▶ [WORK ITEM A]: In the sun-protection survey article, what minimum sunscreen does SC Johnson Professional recommend employers give staff?
▶ [WORK ITEM B]: Say whether each statement agrees with the sun-protection survey article, and quote the words that decide it: (i) Two-thirds of outdoor workers who never applied sunscreen at work considered it too much effort. (ii) Half of outdoor workers used sun cream regularly at work last year. (iii) The poll surveyed around 1,400 outdoor workers.

▶ [EXCERPTED PASSAGE]:
Employers of outdoor workers have been urged to provide staff with high-protection sun cream, after a survey revealed a third did not use sun protection on the job at all during the record-breaking summer of 2018.
Only a quarter of outdoor workers used sun cream regularly while at work last year. Of these, almost three-quarters did not wear sun cream on cloudy days, despite 80% of UV radiation being able to pass through the clouds.
Of those who said they never applied sunscreen at work, two-thirds considered it too much effort to do so. Only 13% of these said their employer gave them access to sun cream.
The poll of around 140 outdoor workers by SC Johnson Professional also discovered a lack of awareness of the health risks UV radiation can present. More than three-quarters of respondents were not aware that one in five cancer diagnoses per week can be attributed to occupational exposure to solar radiation in the UK.
SC Johnson Professional is calling on organisations to provide outdoor workers with sunscreen, in the same way as they would provide personal protective equipment for other occupational hazards, such as falls from height or fires.
It recommended providing staff with SPF30 sunscreen as a minimum and offer toolbox talks, awareness posters and educational guides to highlight the importance of sun protection.

▶ [DATA RECORDS]:

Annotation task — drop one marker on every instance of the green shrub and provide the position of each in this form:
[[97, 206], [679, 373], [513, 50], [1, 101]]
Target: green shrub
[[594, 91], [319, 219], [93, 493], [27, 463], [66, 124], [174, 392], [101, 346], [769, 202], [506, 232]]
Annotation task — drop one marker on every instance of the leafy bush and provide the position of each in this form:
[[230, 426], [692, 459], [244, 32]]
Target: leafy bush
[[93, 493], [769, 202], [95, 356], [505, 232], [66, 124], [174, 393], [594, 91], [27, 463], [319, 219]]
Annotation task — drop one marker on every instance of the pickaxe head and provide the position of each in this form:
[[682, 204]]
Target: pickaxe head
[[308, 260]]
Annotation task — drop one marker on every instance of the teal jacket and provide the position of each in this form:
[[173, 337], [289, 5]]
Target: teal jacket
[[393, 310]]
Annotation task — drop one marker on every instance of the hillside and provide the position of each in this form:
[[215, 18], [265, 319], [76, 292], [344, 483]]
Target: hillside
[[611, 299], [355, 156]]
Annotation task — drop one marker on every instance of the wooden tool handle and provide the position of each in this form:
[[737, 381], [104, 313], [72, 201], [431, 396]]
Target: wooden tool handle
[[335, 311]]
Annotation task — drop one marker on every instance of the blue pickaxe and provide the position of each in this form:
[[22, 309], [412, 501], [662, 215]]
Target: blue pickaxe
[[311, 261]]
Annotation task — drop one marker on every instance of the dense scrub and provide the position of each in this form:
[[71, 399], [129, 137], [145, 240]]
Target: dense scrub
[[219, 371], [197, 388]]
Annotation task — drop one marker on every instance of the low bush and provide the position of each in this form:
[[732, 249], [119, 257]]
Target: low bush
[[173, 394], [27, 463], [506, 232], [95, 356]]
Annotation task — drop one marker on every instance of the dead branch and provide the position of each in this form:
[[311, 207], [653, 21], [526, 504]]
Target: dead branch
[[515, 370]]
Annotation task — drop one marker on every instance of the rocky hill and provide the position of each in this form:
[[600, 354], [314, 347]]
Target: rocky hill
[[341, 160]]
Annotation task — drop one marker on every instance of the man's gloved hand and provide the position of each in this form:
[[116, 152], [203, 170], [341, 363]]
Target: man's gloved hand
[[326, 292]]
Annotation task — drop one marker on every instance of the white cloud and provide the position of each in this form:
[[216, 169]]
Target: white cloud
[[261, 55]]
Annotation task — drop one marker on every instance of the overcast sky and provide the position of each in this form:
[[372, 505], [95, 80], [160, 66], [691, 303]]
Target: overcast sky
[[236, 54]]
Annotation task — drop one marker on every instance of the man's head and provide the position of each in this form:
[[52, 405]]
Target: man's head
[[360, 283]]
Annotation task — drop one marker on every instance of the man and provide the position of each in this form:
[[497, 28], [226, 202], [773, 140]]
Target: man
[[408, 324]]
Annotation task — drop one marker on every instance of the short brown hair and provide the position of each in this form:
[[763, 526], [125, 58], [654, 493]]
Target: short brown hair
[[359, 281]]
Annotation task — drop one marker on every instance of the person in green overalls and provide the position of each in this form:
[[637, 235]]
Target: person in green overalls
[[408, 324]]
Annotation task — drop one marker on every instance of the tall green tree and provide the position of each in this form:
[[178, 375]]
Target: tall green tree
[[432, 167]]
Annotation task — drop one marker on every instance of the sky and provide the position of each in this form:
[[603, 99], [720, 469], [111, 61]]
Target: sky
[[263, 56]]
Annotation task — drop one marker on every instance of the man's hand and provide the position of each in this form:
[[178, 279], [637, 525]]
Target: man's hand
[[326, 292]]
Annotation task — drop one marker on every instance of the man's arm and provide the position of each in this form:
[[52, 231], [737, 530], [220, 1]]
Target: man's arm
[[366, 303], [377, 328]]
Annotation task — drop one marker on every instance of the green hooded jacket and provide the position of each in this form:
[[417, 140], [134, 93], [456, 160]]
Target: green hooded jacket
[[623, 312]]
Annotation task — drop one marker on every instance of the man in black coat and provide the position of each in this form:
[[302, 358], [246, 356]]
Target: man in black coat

▶ [ANSWER SPACE A]: SPF30 sunscreen.

▶ [ANSWER SPACE B]:
(i) Yes: "Of those who said they never applied sunscreen at work, two-thirds considered it too much effort to do so."
(ii) No: "Only a quarter of outdoor workers used sun cream regularly while at work last year."
(iii) No: "The poll of around 140 outdoor workers"